(Recorded data)
════════════════
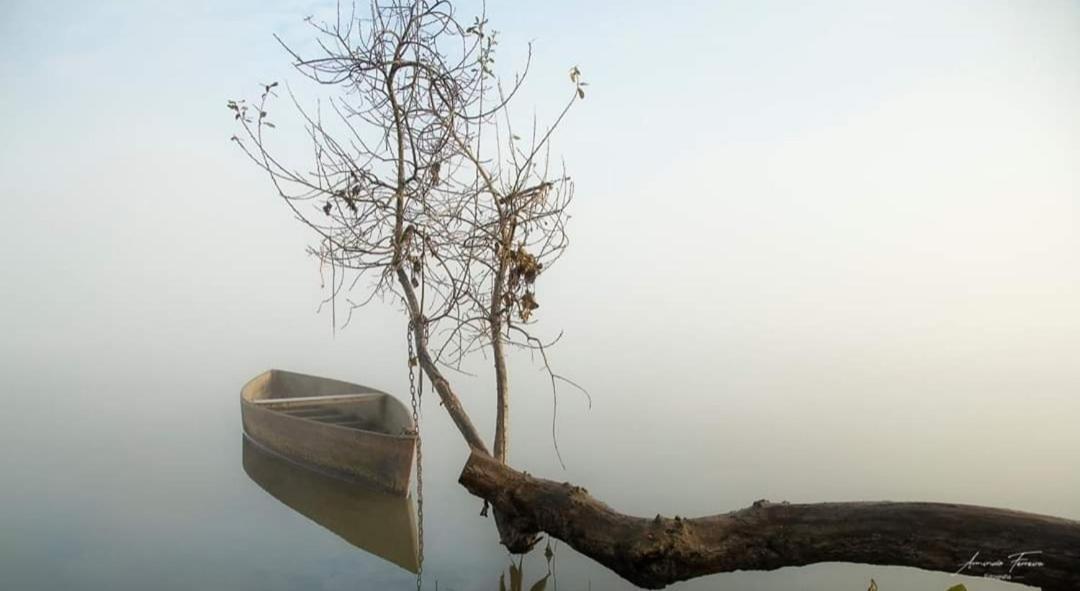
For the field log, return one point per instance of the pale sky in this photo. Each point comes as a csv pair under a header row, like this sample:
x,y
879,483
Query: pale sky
x,y
839,232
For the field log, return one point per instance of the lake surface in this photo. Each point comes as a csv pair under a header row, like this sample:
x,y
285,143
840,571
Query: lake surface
x,y
149,484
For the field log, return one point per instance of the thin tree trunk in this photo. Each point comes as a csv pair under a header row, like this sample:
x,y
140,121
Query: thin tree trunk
x,y
656,552
450,401
501,377
502,397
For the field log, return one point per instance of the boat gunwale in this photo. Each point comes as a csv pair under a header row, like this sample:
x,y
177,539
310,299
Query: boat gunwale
x,y
246,401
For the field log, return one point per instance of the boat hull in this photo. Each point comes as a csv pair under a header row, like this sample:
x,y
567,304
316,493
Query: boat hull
x,y
275,407
380,524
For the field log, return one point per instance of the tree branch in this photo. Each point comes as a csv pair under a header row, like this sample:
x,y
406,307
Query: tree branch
x,y
656,552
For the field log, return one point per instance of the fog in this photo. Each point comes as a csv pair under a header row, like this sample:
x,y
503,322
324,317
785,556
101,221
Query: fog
x,y
825,253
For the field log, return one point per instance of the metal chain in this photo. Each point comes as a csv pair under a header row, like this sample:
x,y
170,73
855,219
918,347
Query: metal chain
x,y
415,394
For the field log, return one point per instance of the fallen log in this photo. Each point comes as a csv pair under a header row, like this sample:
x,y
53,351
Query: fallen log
x,y
1031,549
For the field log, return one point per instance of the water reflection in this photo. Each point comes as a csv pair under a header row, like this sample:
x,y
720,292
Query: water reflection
x,y
517,580
376,523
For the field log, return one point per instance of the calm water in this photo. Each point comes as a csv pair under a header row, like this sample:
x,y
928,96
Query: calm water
x,y
150,485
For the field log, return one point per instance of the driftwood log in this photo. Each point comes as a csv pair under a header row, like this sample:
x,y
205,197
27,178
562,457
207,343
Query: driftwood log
x,y
656,552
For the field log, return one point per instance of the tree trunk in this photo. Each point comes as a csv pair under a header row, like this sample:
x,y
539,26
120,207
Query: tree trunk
x,y
502,397
656,552
450,401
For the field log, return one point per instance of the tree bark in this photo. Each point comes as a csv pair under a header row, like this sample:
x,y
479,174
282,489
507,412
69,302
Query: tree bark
x,y
450,401
502,397
656,552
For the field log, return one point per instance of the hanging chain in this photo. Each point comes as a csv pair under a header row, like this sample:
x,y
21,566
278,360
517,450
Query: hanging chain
x,y
415,394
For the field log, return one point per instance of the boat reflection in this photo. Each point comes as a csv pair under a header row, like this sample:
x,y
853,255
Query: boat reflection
x,y
375,522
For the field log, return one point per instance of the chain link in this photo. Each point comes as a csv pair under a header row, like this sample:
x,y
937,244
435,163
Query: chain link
x,y
415,394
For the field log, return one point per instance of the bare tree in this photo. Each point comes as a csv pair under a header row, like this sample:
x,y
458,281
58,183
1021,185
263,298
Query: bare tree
x,y
419,183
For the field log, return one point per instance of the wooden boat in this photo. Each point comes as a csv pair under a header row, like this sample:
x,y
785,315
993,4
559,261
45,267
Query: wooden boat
x,y
347,430
379,524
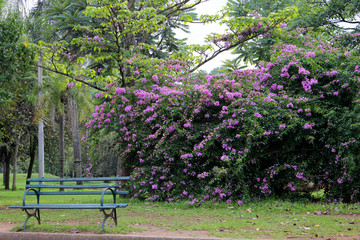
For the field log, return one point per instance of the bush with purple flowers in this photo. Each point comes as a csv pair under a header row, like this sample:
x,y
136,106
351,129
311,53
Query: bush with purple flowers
x,y
276,130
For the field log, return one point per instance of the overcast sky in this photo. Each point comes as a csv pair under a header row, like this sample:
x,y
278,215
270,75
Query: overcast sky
x,y
198,32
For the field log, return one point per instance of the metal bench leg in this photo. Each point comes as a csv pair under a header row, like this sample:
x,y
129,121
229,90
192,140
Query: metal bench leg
x,y
35,214
112,215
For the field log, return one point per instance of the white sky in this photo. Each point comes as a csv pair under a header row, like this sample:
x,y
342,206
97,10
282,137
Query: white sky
x,y
198,31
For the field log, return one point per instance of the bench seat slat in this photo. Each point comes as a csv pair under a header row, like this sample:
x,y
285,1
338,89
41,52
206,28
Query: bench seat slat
x,y
79,193
70,206
77,179
70,186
════════════════
Please copy every entry exactly, without the pictures.

For the field log, return one point per instance of the pale sky in this photo. Each point comes as a csv pair under a header row, like this sample:
x,y
879,483
Query: pale sky
x,y
839,232
For the field log, return one point per instance of the lake surface in this photo. Each point comes as a csv pair under a header row, like this sample:
x,y
285,143
840,571
Query: lake surface
x,y
149,484
For the field log, return one point per instance of the thin tree trunk in this photo. Each point comes as a csv pair under a header row, like this sample:
x,y
140,121
Query: thin tree trunk
x,y
656,552
450,401
501,377
502,397
For the field log, return one point per instance of the boat gunwale in this photo. Each point comes as a csv pair under a header row, like this sample:
x,y
177,539
310,299
Query: boat gunwale
x,y
246,401
For the field log, return one point per instance of the boat hull in this photo. Each point comes as a csv pair under a header row, like this sample:
x,y
567,304
316,493
Query: boat hull
x,y
275,407
380,524
For the field log, return one point per instance of the tree branch in this photo. Each point comes as a csv pair under a header row, like this sample:
x,y
406,307
Query: tree branch
x,y
656,552
For the field log, return one point per instance of the fog in this photo. Each point comes as a csv pair under a header row, like this sample:
x,y
503,322
324,317
785,556
101,221
Query: fog
x,y
825,253
For the field log, return one point per instance of the metal chain in this photo. Each point comes as a csv pair under a header row, like this sample:
x,y
170,73
855,219
918,347
Query: metal chain
x,y
415,394
For the field log, return one point per instance of the fallen log in this photo. Each point comes as a csv pair under a header row, like this sample:
x,y
53,351
Query: fallen log
x,y
1031,549
For the field log, return one point per instance of the water reflection in this photo. Each point comes as a csv pair under a header row, like this sample:
x,y
720,292
Query: water reflection
x,y
517,580
376,523
For the field log, return one point per instance of the calm water in this photo. Each point comes as a csv pair under a header row, like this sample:
x,y
928,96
Query: calm water
x,y
150,485
For the field log, return one point per instance of the driftwood log in this photo. Each point comes as a csv pair under a header row, like this sample:
x,y
205,197
27,178
562,457
207,343
Query: driftwood log
x,y
656,552
For the field log, return one point per instance of the tree trunk in this photo. Each point comes as a csv pair under a header row, like this sample:
x,y
539,26
120,207
Query: tree trunk
x,y
502,397
656,552
450,401
For the field log, return one point per instance of the tree bark in this photo. Each point comes as a csv pair under a header row, like this sample:
x,y
479,174
282,489
507,412
69,302
Query: tree bark
x,y
450,401
502,397
656,552
For the field log, return one point per instance of the hanging chain in this photo. Each point comes as a csv pair under a header row, like this sample:
x,y
21,566
278,360
517,450
Query: hanging chain
x,y
415,394
For the field log, return one point per instance of the boat reflection in this photo. Each point comes as a csv pair under a header row, like this sample:
x,y
853,255
Query: boat reflection
x,y
375,522
For the field log, return one point per instance of the chain link in this photo. Each point comes as a csv pair under a header row, like this sample:
x,y
937,244
435,163
Query: chain link
x,y
415,394
For the field log, return one point per instance of the bare tree in this photo. Each point comes as a csv pair under a header row, like this sample:
x,y
458,281
58,183
1021,185
263,298
Query: bare tree
x,y
419,183
For the field log, return one point per instance of the wooden boat in this photo. Each point comes as a csv pair under a header row, like this sample:
x,y
785,315
993,4
559,261
45,267
Query: wooden boat
x,y
347,430
379,524
For the field log, return one point per instance of the bush with purple flowers in this photo. Each point comes as a csv pair under a header row, like this sample:
x,y
136,106
351,129
311,53
Query: bush with purple flowers
x,y
276,130
For the field log, return one point per instance of the overcast sky in this photo. Each point comes as a csv pair under a header row, like this sample:
x,y
278,215
270,75
Query: overcast sky
x,y
198,32
For the field log, return one point per instance of the metal bench leg in this photo. Each point comes as a csv pair under a header row, like this sample:
x,y
129,121
229,90
192,140
Query: metal bench leg
x,y
35,214
112,215
For the field log, return one point per instance of the white sky in this photo. Each point comes as a csv pair under a header row, like this sample:
x,y
342,206
97,10
282,137
Query: white sky
x,y
198,31
For the field log, return one point per instance of the bench seat slat in this photo. Each point comes as a csv pair under a header row, like this sample:
x,y
285,1
338,89
41,52
206,28
Query: bench seat slat
x,y
79,193
70,206
77,179
70,186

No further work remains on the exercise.